Selected extract →
══════
As illustrated in FIG. 3, after capturing an image with a background and vegetation, a gray scale image is produced (210). The image is segmented to remove the background and vegetation (215) as follows. Entropy values for pixels in the gray scale image are determined (220). As discussed above, the entropy value for the pixels may be based on intensity values of the pixels in the image or based on the edge orientation of the pixels. The entropy values are compared to one or more threshold values (230) and regions to be removed are identified as regions with entropy values greater than a maximum threshold value to remove vegetation (240). A high threshold is used to remove regions with high frequencies, corresponding to vegetation, such as trees and bushes. With intensity based entropy, a low threshold may be used to remove regions of low frequencies, which correspond to background, such as sky, roads, etc. Thus, for intensity based entropy, two threshold values, e.g., a high threshold and a low threshold (or equivalently a bandwidth threshold range) may be used. If desired, the threshold values may be pre-determined or adjusted based on the parameters of the image. Removal of the regions (240) includes clustering and pruning when the entropy is based on intensity. When the entropy is based on edge orientation, an edge strength value calculated for each pixel while determining entropy values (220) may be compared to a minimum threshold to identify and eliminate pixels that correspond to the background. Segmentation of the image may be completed using a mask over the regions to be removed (260), e.g., to remove the pixels under the mask, and the resulting image is stored or displayed (270). The resulting image may then be used for further processing, such as object recognition for augmented reality, or other similar processes. Using the segmented image for object recognition advantageously increases the speed of the process and lowers processing demands. The segmented image may be used with any desired object recognition process, which are well known in the art. Additionally, or alternatively, structures such as buildings in the image may be segmented with or without the use of a mask.
FIG. 4 is a flow chart illustrating the process of determining entropy values 220 using intensities of the pixels in the gray scale image. As illustrated in FIG. 4, a plurality of windowed pixel regions is generated as a window of pixels around each pixel in the gray scale image 222. FIGS. 5A and 5B, by way of example, illustrate windowed pixel regions within a portion of a gray scale image identifying the intensity (gray value) of each pixel, which may range from, e.g., 0-255. FIG. 5A illustrates gray values for a plurality of pixels in a portion of a gray scale image, with a 3×3 windowed pixel region 152 a with a center pixel 154 a, sometimes referred to herein as the windowed pixel. FIG. 5B illustrates the same portion of the gray scale image, and shows the 3×3 windowed pixel region 152 b with the windowed pixel 154 b moved to the right by one pixel. Thus, the window may be considered a sliding window that slides from one windowed pixel to the next.
══════
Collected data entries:
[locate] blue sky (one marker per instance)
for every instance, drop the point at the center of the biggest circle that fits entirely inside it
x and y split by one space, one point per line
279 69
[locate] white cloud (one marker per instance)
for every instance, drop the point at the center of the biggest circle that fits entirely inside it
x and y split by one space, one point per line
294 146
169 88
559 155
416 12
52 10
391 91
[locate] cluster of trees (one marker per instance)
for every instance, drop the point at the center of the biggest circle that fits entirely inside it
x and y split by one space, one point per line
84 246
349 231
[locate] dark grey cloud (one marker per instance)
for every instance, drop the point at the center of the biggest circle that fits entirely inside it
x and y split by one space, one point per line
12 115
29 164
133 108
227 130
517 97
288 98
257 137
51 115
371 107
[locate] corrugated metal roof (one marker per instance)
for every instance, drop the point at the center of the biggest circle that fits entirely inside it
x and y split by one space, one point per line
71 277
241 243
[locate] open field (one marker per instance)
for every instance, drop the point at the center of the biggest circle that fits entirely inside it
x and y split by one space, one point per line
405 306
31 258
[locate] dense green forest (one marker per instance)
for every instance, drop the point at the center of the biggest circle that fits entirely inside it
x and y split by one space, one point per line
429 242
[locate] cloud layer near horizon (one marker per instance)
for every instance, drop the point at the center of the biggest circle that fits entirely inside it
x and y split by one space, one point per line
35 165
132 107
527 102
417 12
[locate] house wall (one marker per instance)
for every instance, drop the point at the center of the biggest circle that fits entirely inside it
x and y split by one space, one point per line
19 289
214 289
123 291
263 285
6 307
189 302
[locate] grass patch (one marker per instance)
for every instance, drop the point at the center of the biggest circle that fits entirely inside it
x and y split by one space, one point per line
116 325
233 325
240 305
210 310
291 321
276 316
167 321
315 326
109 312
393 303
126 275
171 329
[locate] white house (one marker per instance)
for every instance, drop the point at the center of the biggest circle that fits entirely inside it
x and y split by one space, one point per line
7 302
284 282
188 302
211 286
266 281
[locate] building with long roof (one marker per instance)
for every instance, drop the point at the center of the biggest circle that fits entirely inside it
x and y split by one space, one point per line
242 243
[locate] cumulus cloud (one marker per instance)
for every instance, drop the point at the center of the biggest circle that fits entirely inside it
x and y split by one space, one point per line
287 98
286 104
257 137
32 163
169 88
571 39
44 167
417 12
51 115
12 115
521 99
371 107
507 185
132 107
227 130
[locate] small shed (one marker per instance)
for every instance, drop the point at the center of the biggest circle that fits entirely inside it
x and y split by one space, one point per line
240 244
══════
The tasks →
1. Answer these from the segmentation excerpt:
(a) What does a high entropy threshold remove from the image?
(b) With entropy based on edge orientation, what per-pixel value is compared to a minimum threshold to remove background?
(c) What size is the windowed pixel region shown in FIG. 5A?
2. According to the segmentation excerpt, why may intensity-based entropy use two threshold values?

Exercise responses →
1.
(a) Regions with high frequencies, which correspond to vegetation such as trees and bushes.
(b) An edge strength value calculated for each pixel while determining entropy values.
(c) 3×3.

2. A high threshold removes high-frequency regions, which correspond to vegetation such as trees and bushes. A low threshold removes low-frequency regions, which correspond to background such as sky and roads. Intensity-based entropy can therefore use both a high and a low threshold, or equivalently a bandwidth threshold range.